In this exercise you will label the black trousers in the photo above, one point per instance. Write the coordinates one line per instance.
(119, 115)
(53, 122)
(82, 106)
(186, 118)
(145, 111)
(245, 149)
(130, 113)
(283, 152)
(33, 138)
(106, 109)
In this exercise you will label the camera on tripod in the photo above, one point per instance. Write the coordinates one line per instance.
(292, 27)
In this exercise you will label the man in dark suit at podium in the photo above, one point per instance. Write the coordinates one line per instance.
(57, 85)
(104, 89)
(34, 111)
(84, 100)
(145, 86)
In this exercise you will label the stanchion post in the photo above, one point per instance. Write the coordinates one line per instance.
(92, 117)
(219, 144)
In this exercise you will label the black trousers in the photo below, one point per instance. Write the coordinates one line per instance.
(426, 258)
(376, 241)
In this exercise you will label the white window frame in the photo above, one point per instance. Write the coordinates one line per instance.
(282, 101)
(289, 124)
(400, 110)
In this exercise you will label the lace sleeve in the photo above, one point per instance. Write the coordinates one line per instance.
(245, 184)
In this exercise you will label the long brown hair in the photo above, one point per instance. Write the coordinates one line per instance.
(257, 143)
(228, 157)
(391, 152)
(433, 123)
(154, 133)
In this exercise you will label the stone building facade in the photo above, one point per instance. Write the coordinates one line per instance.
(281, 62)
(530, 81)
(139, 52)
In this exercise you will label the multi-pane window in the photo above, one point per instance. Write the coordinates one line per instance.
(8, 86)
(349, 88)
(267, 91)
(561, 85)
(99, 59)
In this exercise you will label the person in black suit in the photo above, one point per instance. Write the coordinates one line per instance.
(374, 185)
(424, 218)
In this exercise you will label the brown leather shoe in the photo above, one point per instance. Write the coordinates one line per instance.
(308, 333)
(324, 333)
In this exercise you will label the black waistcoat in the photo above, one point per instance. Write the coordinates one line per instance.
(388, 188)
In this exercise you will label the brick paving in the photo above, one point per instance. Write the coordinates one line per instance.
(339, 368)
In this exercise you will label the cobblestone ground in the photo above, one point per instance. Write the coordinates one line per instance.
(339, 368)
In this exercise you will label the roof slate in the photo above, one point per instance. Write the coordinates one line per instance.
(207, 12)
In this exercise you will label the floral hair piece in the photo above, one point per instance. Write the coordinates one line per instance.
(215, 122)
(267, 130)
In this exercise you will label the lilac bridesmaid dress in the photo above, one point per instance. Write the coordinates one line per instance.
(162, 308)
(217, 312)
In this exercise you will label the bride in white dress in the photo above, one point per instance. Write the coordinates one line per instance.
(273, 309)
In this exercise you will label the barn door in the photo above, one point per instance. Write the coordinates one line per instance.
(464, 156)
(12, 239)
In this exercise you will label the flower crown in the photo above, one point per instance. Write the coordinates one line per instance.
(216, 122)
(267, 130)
------------------------------------------------------------------------
Please copy each record shown above exactly.

COMPLETED EXERCISE
In this exercise you will label the black trousers in the photo above, one point per instance. Write the coordinates one line per instance.
(119, 115)
(53, 122)
(82, 106)
(186, 118)
(145, 111)
(245, 149)
(130, 113)
(283, 152)
(33, 138)
(106, 109)
In this exercise you will label the camera on tripod in the photo above, one point per instance. Write the coordinates one line per instance.
(292, 27)
In this exercise you will label the man in dark suit at podium in the photo above, one point per instance. Write the coordinates one line per instance.
(57, 85)
(104, 89)
(34, 111)
(84, 100)
(145, 86)
In this exercise you will label the stanchion post in the photo above, one point per instance. Write the coordinates one line per instance.
(92, 117)
(219, 144)
In this exercise you will label the black trousers in the photo below, one point per instance. Write the coordinates one line per instance.
(426, 258)
(376, 241)
In this exercise you will label the white window frame in the photo above, one point per instance. Write the coordinates one line per instance.
(282, 101)
(289, 124)
(400, 110)
In this exercise you will label the lace sleeve in the photo above, one point per instance. Write the coordinates one line per instance.
(245, 184)
In this exercise you will label the long brown hair in the photo above, one point per instance. Write the coordinates one line per instance.
(257, 143)
(228, 157)
(391, 152)
(433, 123)
(154, 133)
In this exercise you will label the stone building facade in the photo above, one point per instance. Write the coordinates one line per instance.
(281, 62)
(530, 81)
(139, 52)
In this exercise you will label the multi-pane window in the photo above, one point per instance. Write the coordinates one line per instance.
(8, 86)
(349, 88)
(267, 91)
(561, 85)
(99, 59)
In this exercise you will label the person in black suit in the photo above, one point per instance. Write the coordinates one line per instance.
(374, 185)
(424, 218)
In this exercise you will label the brown leather shoe in the photo above, one point per instance. Write the coordinates one line per instance.
(308, 333)
(324, 333)
In this exercise you will label the black waistcoat in the photo above, one point per instance. Write the coordinates one line per instance.
(388, 188)
In this exercise you will label the brick paving in the photo above, one point per instance. Write the coordinates one line per instance.
(339, 368)
In this exercise you will label the cobblestone ground in the photo above, one point per instance. Write the coordinates one line per instance.
(339, 368)
In this exercise you will label the roof slate in the photo above, one point per instance. Write the coordinates one line per instance.
(207, 12)
In this exercise you will label the floral hair piece in the photo above, one point per instance. Write the coordinates one line per instance.
(215, 122)
(267, 130)
In this exercise you will label the lilac bridesmaid dress in the photo above, one point per instance. Write the coordinates one line per instance.
(162, 308)
(217, 312)
In this exercise you will label the bride in white dress in the photo above, one point per instance. Write the coordinates one line per instance.
(273, 309)
In this exercise you will label the barn door in the photo above, one point per instance. Write the coordinates one line per instance.
(464, 156)
(12, 239)
In this exercise you will label the flower crown in the photo above, one point per instance. Write the coordinates one line per instance.
(216, 122)
(267, 130)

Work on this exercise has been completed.